--- EXTRACTED MATERIAL ---

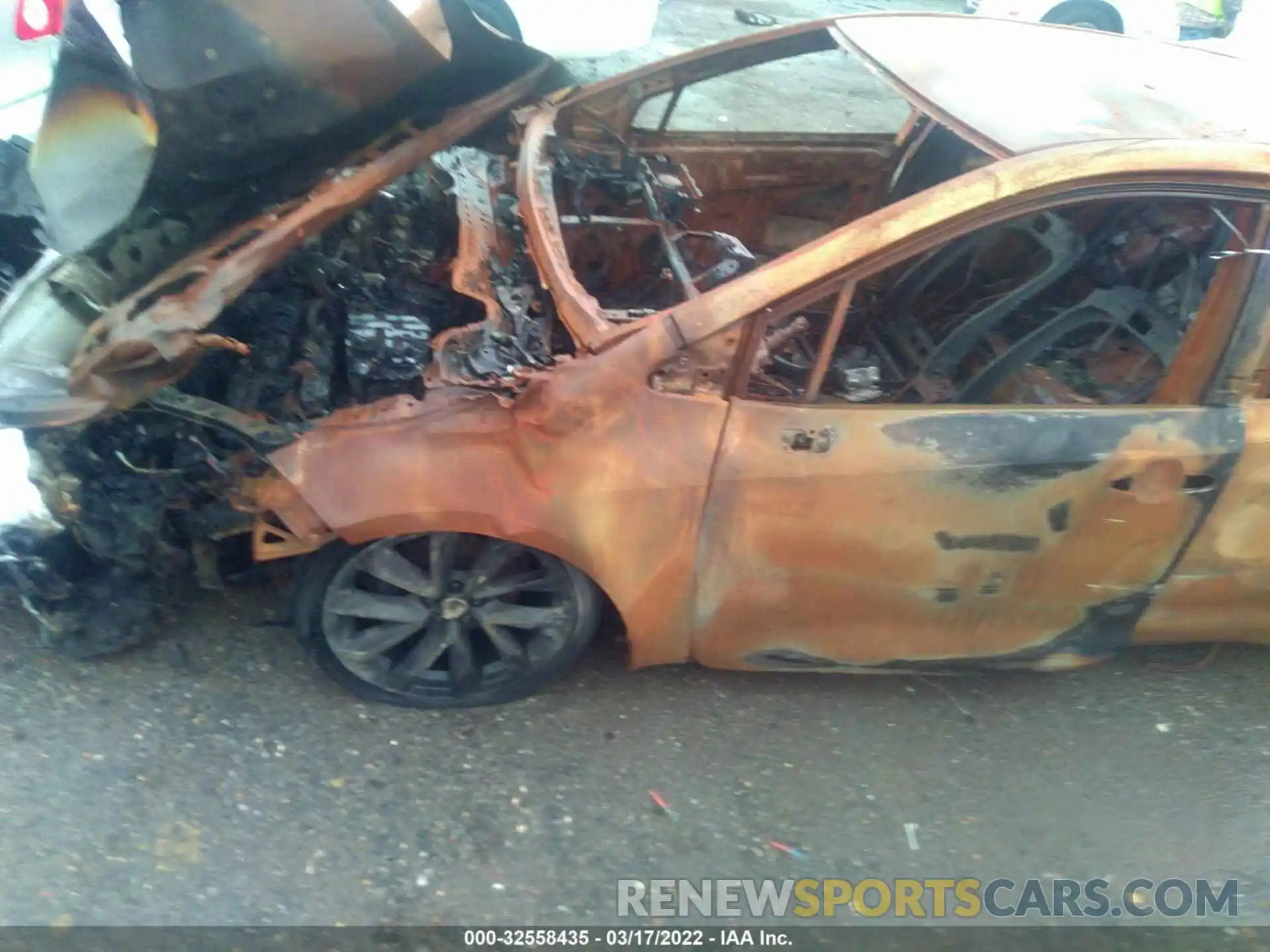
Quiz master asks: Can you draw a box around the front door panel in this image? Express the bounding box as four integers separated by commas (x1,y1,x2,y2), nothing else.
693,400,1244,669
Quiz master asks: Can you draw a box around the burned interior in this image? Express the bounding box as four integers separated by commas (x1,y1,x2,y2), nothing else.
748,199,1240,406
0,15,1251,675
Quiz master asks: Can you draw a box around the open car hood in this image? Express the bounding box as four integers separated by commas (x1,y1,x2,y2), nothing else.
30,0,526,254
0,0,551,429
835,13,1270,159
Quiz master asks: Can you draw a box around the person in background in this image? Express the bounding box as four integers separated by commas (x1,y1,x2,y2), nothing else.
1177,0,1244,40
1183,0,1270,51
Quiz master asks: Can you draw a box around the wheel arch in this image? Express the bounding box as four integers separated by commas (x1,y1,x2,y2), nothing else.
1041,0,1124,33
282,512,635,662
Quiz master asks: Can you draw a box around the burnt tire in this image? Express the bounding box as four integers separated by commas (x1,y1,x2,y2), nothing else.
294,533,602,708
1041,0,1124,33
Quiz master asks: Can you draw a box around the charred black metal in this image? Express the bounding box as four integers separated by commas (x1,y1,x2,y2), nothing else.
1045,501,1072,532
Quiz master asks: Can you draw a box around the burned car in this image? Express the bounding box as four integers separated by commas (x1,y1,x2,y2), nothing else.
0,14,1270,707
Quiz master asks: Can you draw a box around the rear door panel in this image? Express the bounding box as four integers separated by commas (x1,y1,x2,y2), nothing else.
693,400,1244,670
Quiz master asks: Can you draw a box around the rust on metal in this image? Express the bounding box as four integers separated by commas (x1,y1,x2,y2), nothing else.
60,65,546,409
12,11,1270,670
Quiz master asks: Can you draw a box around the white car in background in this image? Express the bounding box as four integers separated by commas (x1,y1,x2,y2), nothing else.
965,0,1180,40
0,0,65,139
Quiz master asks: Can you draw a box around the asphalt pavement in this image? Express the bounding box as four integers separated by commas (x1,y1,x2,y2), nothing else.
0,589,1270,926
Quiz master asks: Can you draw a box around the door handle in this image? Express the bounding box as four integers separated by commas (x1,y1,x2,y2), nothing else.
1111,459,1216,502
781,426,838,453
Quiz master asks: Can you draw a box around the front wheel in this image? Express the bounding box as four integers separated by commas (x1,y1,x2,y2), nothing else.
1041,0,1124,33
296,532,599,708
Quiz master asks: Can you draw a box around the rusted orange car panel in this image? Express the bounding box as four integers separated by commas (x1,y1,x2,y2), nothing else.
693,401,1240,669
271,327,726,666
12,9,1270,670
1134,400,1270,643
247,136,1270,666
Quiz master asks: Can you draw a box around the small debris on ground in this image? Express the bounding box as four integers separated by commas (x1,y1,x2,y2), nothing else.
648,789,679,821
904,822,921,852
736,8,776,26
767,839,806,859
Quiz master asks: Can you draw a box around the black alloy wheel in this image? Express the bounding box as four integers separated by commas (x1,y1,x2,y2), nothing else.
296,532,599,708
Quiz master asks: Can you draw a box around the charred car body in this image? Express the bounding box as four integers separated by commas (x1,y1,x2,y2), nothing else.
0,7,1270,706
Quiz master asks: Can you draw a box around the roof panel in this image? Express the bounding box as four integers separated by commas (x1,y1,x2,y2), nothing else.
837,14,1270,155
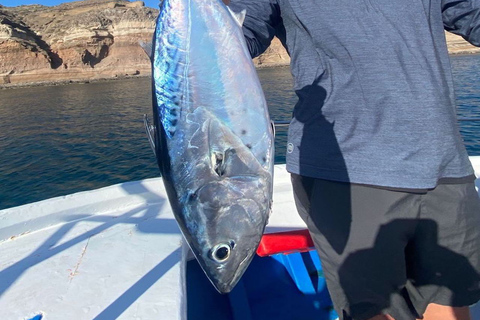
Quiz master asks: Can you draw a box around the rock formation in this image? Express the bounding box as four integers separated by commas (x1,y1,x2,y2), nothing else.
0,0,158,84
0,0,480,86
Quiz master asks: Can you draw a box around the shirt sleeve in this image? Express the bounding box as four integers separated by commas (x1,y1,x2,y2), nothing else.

---

YOUR GOAL: Rewrite the lines above, changing every "Quiz master" to "Host" and keeping everything else the same. Leave the pictures out.

TASK ANSWER:
Host asks: Can you draw a box around the front door panel in this image? Express the bounding box as four integers separated by commas (x1,y1,x2,y2), nothing else.
693,400,1244,669
Host asks: Can you draw a box around the burned interior in this image? Express the bounding box as four integers separated by commas (x1,y1,x2,y2), nothing else.
748,199,1240,406
0,15,1251,675
Host asks: Can you draw a box around the open car hood in this image? Express the bounding box as four integers separated by commas (x1,y1,x2,y2), nothing else.
30,0,526,254
0,0,551,429
835,13,1270,159
Host asks: Can you draw a box around the person in background in this image? Express the bounding box as four integers separated by commas (x1,y1,x2,y2), nothing else.
1177,0,1244,40
1183,0,1270,51
Host asks: Can you draw a box around the wheel arch in this image? Express the bounding box as four integers separated by commas (x1,y1,x2,y2), nothing else.
1041,0,1124,33
282,512,635,662
Host asks: Can you draw a box around the burnt tire in this image? Express the bounding box as four integers separated by commas (x1,y1,x2,y2), nothing else.
294,533,602,708
1041,0,1124,33
Host asks: Can you draw a box around the charred black metal in this image? Express the bounding box as four integers separated by commas (x1,y1,x2,y2), nothing else.
1045,501,1072,532
Host asks: Can you draw a box around the burned car in this image? Express the bounding box as four integers separated by commas (x1,y1,x2,y2), nothing else.
0,14,1270,707
Host asks: Can you draw a box around the rear door panel in this image? Express the bounding box as four integers separated by commas (x1,y1,x2,y2), nothing else.
693,400,1244,670
Host asks: Can you draw a box around the rust on metal in this image? Express the bounding box as four integers separated by commas (x1,y1,x2,y2), nothing else.
60,65,546,409
12,11,1270,670
Host asks: Can you draw a box around the white car in background in this image? Express the bounding box as four integers separated by commas (x1,y1,x2,y2), nothing else.
965,0,1180,40
0,0,65,139
Host asks: Can you draw a box around the asphalt pavement in this image? Express the bounding box as four integers separated by commas (x1,y1,x2,y2), nothing else.
0,589,1270,926
Host asks: Can you draw a box around the door handle in this image? Express the bounding box as four integers separated by commas (x1,y1,x2,y2), nothing else.
1111,459,1216,502
781,426,838,453
Host asks: Can you draw a box around the front wheel in this image? Express the bounding box as four integers separated by commas (x1,y1,x2,y2), nothing else.
1041,0,1124,33
296,532,599,708
Host asks: Can you draw a box around the rusted orange car panel in this image? Express the bounding box as four integers separated by commas (x1,y1,x2,y2), nothing else.
693,401,1240,669
271,327,726,666
12,9,1270,670
1134,400,1270,643
247,136,1270,666
Host asks: Can you draw a box around the small debris on ground in this image? Express the bounding box as four integers separated by commas (x1,y1,x2,y2), nothing else.
648,789,679,821
904,822,921,852
736,8,776,26
767,839,806,859
Host asks: Can you draw a box around the black alloy wheel in this image? Express the bounding box as four integers separated by commas (x1,y1,x2,y2), nothing else.
296,532,599,708
Host asks: Can you draw a box around the charred car body in this image? Express the bounding box as four integers separated by commas (x1,y1,x2,y2), nothing else.
0,7,1270,706
Host asks: Can you draw a box around the roof panel in this image? Express the bounding box as four integers separated by commas (x1,y1,x2,y2), nothing else.
837,14,1270,155
Host asks: Can you draw a box around the rock formation in this image? Express the bounding box as four integers separated by commas (x1,y1,x2,y2), nothing else.
0,0,158,84
0,0,480,86
Host asks: Can you draw a box around the shirt sleeve in this image? Express the bounding box as four integers separated by commas (x1,y1,x2,y2), nothing else.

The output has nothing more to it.